### Text section
# Merry Christmas and a happy new year?



## Gixxerman (Dec 24, 2011)

Here's a poser to chew over and see what comes up.

Everyone (just about) knows all about the WW1 Christmas truce.....and a variety of recent TV shows show it was a lot more widespread and went on a lot longer than many imagined or knew about.

So, knowing airmen are a particular breed with many prone to seeing themselves with a code of ethics or at the very least different to the other services ........in WW2 did the various combatants do anything that you know of in the interests of seasonal good will?

(edit to clarify.......by which I mean in not fighting killing each other during the festive season)

.....oh and a very merry Christmas a very happy 2012 to everyone!


----------



## renrich (Dec 24, 2011)

I expect that they did and the very same to you.


----------



## davparlr (Dec 24, 2011)

Merry Christmas and a Happy New Year to all!


----------



## vikingBerserker (Dec 24, 2011)

A-Men!


----------



## renrich (Dec 25, 2011)

### Provided records
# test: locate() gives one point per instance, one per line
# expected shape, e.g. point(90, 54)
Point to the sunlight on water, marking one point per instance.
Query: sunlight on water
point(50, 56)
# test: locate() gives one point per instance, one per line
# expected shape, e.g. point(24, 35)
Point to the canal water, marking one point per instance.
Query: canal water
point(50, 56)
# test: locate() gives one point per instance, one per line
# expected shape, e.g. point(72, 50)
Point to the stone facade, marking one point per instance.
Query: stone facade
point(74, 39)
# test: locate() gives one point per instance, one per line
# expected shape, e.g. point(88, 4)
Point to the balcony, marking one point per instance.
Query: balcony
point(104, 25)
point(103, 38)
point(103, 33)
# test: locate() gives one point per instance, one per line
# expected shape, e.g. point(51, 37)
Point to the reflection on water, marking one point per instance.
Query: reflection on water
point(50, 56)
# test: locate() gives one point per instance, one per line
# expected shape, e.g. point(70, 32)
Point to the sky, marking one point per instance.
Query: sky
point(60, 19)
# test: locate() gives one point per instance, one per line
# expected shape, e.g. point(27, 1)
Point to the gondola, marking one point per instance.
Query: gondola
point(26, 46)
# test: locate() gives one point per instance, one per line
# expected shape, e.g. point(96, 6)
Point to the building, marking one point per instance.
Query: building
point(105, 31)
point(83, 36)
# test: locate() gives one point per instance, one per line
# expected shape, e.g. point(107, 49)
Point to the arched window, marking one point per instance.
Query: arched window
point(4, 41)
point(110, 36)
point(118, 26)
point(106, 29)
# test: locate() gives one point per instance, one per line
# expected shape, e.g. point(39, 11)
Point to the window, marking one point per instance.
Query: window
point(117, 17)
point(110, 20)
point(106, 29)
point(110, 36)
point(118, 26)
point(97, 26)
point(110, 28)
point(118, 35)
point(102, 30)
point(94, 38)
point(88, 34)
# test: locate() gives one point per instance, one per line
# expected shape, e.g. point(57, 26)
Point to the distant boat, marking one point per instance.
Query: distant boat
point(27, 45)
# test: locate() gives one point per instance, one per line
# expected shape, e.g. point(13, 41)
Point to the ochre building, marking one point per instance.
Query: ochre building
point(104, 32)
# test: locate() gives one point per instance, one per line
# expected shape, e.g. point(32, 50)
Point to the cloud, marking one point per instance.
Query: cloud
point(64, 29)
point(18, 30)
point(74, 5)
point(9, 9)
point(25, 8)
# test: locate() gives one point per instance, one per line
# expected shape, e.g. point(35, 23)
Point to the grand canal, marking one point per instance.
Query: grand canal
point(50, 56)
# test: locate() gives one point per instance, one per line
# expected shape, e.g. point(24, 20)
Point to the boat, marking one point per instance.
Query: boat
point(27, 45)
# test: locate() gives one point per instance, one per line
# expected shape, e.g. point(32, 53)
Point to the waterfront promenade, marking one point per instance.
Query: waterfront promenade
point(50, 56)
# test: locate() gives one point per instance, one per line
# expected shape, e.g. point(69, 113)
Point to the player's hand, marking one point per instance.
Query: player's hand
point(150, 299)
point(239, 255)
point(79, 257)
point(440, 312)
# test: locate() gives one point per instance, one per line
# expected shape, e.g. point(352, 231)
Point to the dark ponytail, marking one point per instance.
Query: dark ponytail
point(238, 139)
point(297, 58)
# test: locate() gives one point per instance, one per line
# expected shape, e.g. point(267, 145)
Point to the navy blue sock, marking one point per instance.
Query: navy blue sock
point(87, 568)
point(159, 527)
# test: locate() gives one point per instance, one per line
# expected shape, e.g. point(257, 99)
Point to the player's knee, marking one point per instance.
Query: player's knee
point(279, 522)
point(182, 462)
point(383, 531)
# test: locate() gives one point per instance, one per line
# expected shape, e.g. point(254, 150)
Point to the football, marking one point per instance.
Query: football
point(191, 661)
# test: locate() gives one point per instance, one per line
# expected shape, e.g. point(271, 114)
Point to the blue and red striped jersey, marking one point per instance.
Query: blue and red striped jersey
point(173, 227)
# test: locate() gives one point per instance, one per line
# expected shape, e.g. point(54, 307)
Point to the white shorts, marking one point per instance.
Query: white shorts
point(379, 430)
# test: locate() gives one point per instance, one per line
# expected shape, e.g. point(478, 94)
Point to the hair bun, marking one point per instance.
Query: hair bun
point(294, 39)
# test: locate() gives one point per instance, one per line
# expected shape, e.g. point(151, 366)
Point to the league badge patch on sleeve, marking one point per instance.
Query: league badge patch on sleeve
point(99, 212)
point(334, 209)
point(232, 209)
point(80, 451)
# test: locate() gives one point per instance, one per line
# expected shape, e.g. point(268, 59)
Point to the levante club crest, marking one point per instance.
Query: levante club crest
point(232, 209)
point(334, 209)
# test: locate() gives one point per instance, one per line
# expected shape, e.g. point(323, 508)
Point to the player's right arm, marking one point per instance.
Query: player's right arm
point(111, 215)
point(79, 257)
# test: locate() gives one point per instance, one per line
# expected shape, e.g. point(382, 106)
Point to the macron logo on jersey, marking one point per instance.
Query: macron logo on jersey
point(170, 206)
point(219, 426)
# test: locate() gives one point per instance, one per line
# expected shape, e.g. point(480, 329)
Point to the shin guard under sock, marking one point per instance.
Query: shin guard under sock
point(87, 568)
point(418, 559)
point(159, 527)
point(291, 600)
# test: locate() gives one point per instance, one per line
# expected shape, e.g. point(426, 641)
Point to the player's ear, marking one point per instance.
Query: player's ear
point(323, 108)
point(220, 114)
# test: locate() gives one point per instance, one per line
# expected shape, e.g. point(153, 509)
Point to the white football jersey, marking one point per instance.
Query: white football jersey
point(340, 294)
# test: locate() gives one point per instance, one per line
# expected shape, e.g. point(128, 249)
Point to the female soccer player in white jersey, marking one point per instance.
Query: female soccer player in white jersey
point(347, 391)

### Given task A
Summarize the forum thread on Christmas truces above in two sentences.
### Given task B
Carry the Christmas truce forum thread above forward from the point where it stops.

### Task response A
Recalling the WW1 Christmas truce, which recent TV shows revealed to be more widespread and longer-lasting than many knew, Gixxerman asks whether the WW2 combatants, airmen in particular, held off from fighting each other during the festive season. The replies mostly return his holiday wishes, and renrich says he expects that they did.

### Task response B
I remember reading and seeing in the movie that Captain Langsdorff of the Admiral Graf Spee made arrangements for the compartments where the British seamen prisoners were held were decorated for the upcoming Christmas season. He was a gentleman.


----------



## jim (Dec 25, 2011)

renrich said:


> I remember reading and seeing in the movie that Captain Langsdorff of the Admiral Graf Spee made arrangements for the compartments where the British seamen prisoners were held were decorated for the upcoming Christmas season. He was a gentleman.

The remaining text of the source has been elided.